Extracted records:
========

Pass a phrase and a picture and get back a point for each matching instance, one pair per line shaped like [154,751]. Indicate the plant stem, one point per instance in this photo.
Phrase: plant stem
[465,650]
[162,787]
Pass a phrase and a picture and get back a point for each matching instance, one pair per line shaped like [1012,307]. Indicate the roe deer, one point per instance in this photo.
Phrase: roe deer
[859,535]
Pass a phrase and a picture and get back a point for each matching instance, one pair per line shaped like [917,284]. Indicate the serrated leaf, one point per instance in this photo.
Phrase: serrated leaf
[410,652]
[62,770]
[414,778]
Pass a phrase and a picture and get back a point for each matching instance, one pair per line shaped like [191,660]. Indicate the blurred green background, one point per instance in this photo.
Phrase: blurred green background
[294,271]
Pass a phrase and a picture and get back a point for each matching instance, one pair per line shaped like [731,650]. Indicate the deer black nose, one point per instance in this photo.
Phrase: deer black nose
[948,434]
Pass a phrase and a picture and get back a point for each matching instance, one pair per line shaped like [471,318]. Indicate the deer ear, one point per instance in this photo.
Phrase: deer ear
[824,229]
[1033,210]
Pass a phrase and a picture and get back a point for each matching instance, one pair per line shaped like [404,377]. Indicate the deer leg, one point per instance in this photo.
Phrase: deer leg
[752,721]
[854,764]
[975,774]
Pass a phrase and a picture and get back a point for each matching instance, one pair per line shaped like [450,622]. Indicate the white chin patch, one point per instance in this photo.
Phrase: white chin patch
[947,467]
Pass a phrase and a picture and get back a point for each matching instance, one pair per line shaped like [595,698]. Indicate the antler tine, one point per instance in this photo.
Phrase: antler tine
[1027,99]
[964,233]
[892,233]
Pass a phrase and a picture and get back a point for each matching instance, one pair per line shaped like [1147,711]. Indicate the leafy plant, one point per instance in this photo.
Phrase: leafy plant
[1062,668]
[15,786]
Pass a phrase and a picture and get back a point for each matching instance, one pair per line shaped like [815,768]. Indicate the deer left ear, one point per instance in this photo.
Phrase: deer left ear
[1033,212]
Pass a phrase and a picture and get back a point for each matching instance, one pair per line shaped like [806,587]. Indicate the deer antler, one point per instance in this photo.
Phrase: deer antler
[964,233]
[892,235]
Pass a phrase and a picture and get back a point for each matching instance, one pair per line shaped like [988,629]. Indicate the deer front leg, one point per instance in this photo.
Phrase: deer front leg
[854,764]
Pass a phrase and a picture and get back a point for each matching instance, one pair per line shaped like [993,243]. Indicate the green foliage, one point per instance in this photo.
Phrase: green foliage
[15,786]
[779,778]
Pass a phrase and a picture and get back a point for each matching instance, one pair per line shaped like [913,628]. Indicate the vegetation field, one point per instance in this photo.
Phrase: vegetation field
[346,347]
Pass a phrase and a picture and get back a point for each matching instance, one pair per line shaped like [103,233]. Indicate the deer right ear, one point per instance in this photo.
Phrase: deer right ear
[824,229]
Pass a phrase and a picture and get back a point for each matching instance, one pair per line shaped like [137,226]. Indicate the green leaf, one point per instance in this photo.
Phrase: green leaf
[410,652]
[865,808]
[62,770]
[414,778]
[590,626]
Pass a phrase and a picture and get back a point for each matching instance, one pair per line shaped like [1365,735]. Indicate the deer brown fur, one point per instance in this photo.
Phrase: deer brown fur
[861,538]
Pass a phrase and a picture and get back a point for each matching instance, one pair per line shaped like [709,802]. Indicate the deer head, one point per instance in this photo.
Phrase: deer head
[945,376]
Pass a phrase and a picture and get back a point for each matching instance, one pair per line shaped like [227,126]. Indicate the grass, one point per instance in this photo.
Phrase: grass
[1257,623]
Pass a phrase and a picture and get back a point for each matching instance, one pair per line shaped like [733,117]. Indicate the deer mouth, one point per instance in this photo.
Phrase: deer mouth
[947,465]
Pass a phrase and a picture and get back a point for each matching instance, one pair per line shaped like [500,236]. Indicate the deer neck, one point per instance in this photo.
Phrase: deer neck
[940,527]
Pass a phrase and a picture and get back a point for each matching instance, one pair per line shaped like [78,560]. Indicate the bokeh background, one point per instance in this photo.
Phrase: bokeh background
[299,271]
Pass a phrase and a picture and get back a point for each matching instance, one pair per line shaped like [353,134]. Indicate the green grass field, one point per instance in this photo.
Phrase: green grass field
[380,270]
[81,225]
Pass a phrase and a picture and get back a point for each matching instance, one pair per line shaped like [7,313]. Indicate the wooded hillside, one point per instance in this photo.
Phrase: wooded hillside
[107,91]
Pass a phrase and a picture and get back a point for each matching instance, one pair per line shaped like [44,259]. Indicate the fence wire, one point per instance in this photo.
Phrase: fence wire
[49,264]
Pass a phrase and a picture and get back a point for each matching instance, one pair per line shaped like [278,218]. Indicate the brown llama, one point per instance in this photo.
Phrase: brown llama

========

Problem: Would you filter the records and copy out each line containing "llama"?

Result of this task:
Pass a phrase and a picture and get back a point for each matching instance, one pair per line shaped like [278,218]. Indicate the brown llama, one point per instance in this photo.
Phrase: brown llama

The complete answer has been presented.